"""

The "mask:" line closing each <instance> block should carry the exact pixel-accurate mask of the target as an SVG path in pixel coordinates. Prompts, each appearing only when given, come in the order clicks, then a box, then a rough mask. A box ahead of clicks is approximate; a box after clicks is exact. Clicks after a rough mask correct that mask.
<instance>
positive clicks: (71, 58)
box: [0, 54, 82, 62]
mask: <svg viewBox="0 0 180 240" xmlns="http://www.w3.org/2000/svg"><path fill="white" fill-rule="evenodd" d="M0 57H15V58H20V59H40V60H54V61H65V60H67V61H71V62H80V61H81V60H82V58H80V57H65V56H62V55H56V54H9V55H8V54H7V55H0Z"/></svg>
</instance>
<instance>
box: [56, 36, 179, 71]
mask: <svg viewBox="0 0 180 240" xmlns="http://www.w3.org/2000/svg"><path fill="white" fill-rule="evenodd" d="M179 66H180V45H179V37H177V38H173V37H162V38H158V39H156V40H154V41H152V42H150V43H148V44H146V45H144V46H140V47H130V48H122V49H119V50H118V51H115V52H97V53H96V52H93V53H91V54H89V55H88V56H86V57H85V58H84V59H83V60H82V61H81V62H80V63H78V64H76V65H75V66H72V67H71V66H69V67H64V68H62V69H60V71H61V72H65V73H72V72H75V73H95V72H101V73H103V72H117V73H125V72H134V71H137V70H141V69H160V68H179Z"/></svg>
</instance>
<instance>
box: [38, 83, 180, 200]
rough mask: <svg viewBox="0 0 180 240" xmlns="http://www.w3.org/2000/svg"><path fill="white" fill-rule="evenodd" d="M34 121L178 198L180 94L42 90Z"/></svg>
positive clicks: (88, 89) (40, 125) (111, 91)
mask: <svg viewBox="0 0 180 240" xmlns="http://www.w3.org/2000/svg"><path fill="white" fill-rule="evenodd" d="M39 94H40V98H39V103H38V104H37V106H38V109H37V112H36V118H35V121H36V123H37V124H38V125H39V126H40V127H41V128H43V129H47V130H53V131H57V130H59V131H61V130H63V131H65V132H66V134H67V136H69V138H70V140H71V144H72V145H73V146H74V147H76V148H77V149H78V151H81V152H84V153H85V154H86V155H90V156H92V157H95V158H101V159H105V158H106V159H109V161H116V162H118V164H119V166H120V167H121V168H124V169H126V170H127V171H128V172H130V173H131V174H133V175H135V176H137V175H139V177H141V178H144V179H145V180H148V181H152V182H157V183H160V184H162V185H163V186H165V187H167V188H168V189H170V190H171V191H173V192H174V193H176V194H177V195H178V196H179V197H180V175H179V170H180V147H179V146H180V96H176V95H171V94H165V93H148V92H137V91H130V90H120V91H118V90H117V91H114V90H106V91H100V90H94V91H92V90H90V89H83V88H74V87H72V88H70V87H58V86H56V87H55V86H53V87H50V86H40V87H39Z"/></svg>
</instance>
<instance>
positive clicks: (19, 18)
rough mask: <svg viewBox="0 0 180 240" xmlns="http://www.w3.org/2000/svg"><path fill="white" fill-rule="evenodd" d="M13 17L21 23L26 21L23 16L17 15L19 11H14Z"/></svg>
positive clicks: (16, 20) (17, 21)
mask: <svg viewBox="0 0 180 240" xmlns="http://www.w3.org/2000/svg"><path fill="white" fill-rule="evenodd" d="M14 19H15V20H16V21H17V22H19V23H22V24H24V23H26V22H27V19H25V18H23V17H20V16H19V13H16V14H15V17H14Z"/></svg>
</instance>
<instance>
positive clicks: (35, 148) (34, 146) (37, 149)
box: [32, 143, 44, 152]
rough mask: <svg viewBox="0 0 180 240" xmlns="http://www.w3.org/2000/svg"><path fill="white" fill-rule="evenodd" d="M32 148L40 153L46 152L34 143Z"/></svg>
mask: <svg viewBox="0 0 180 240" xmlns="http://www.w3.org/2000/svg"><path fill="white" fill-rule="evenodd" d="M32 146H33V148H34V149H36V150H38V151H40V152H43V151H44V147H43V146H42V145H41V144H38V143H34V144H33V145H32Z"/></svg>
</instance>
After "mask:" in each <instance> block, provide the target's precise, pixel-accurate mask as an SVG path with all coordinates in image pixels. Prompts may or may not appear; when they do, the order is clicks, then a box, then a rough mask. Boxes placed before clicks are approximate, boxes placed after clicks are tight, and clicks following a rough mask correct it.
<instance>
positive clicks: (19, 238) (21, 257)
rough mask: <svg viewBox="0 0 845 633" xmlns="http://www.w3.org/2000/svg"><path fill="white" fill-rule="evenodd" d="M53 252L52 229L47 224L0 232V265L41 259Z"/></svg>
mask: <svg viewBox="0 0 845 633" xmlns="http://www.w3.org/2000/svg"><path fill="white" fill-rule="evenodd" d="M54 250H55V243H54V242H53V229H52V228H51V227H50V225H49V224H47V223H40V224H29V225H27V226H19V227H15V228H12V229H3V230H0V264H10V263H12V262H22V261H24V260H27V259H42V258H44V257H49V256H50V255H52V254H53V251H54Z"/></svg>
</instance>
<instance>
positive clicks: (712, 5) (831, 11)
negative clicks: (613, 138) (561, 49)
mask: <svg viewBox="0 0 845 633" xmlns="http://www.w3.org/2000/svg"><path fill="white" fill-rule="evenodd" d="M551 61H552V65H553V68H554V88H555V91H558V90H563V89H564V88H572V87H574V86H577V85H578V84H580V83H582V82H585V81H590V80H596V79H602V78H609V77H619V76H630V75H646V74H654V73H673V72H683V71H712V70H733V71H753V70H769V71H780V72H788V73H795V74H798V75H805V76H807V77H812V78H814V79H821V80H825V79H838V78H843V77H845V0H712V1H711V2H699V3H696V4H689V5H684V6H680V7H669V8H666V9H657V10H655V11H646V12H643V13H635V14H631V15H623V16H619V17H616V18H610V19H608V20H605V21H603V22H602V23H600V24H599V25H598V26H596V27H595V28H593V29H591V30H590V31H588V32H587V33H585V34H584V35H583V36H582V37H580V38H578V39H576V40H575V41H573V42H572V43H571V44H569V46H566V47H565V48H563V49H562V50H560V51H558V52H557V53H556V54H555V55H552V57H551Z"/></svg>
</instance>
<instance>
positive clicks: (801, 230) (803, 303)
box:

"""

# ASSIGNMENT
Could you swap "positive clicks" for "foreground clicks" in the lines running from the start of the data through the line containing "box: [0, 54, 82, 62]", inclusive, and give those lines again with nothing else changed?

# YOUR RESPONSE
The "mask:" line closing each <instance> block should carry the exact pixel-accurate mask of the target as an SVG path in pixel coordinates. Prompts, each appearing only when given, come in the order clicks, then a box, then a rough mask. A box ahead of clicks is approximate; a box after clicks is exact. Clicks after a rough mask correct that mask.
<instance>
foreground clicks: (71, 58)
box: [0, 54, 82, 62]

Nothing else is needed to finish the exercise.